[Provided data]
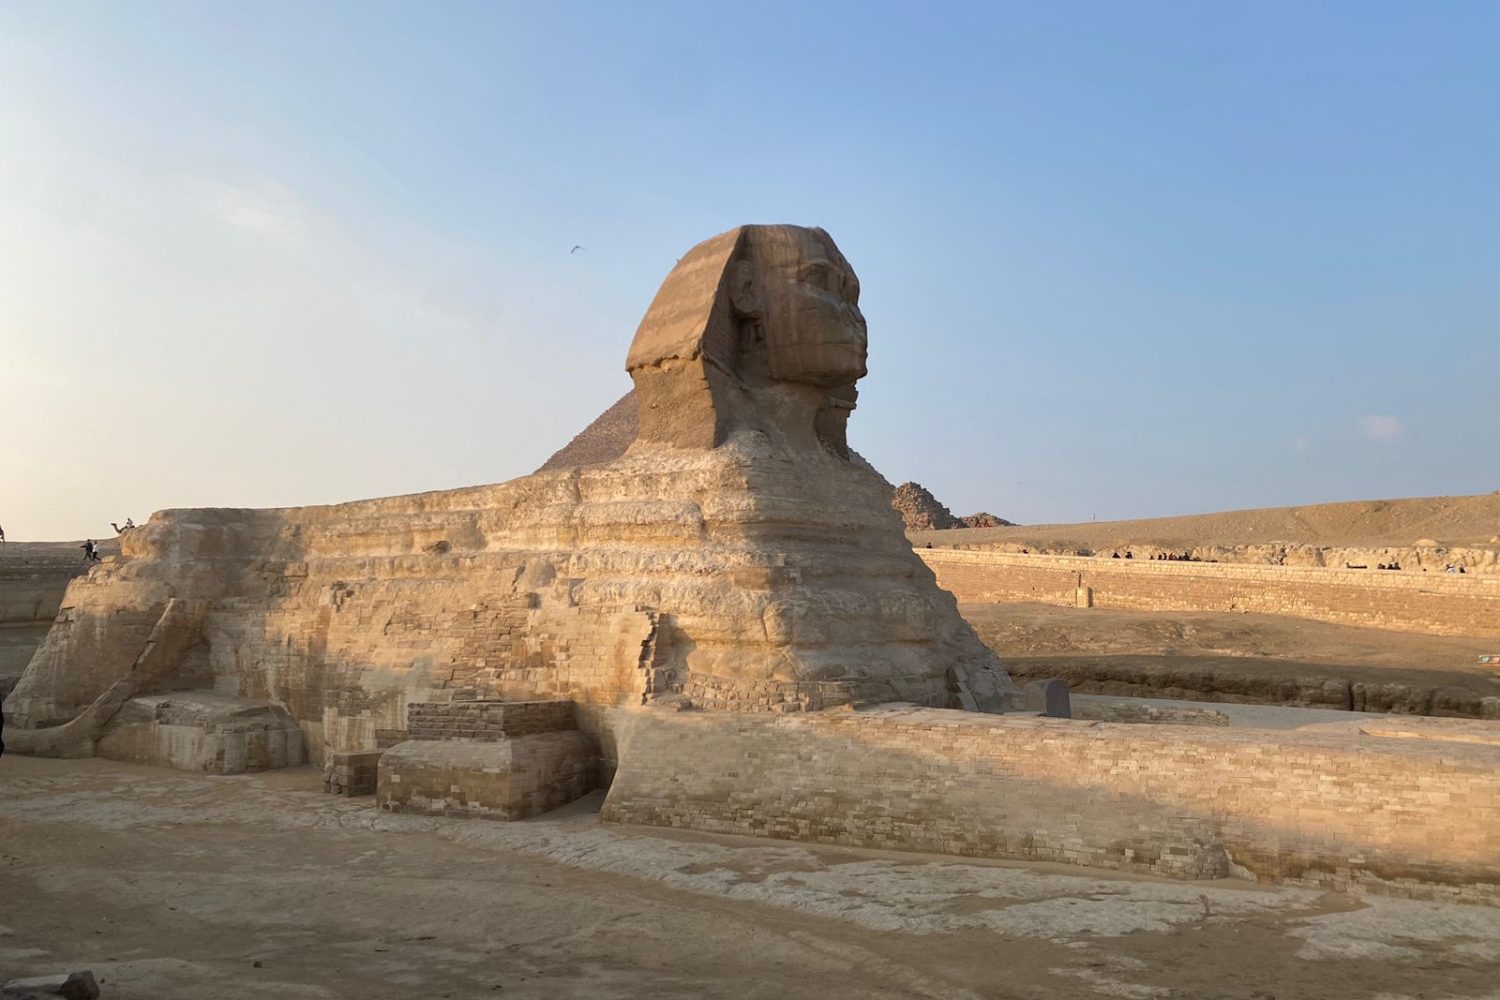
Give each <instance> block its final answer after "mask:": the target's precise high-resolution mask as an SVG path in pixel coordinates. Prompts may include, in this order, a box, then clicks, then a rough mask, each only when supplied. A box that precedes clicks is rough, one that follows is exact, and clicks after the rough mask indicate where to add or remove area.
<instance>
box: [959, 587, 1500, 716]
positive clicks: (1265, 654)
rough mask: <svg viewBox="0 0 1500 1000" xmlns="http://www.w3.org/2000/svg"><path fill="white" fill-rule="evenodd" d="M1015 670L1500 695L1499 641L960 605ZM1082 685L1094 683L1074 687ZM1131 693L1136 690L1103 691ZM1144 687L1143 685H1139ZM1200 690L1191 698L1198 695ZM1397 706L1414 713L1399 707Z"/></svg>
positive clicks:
[/Provided data]
Exercise description. Although the records above contain pictures, output every line exactly and leave the pictures out.

Result for this task.
Give each <instance> block its final answer after "mask:": the target's precise high-resolution mask as an SVG path in pixel coordinates. Prompts may include, in this order, a box, then clicks, then a rough mask, each only when supplied. A box that precedes clicks is rough, one that follows is exact, and clicks after the rough mask indicate where to add or remove area.
<instance>
box: [959, 587, 1500, 716]
positive clicks: (1265, 654)
rough mask: <svg viewBox="0 0 1500 1000" xmlns="http://www.w3.org/2000/svg"><path fill="white" fill-rule="evenodd" d="M1015 670L1500 695L1499 641L960 605ZM1082 685L1094 683L1074 687ZM1131 693L1136 690L1103 691ZM1144 687L1143 685H1139ZM1200 690L1191 698L1198 695ZM1397 706L1414 713L1399 707Z"/></svg>
positive clicks:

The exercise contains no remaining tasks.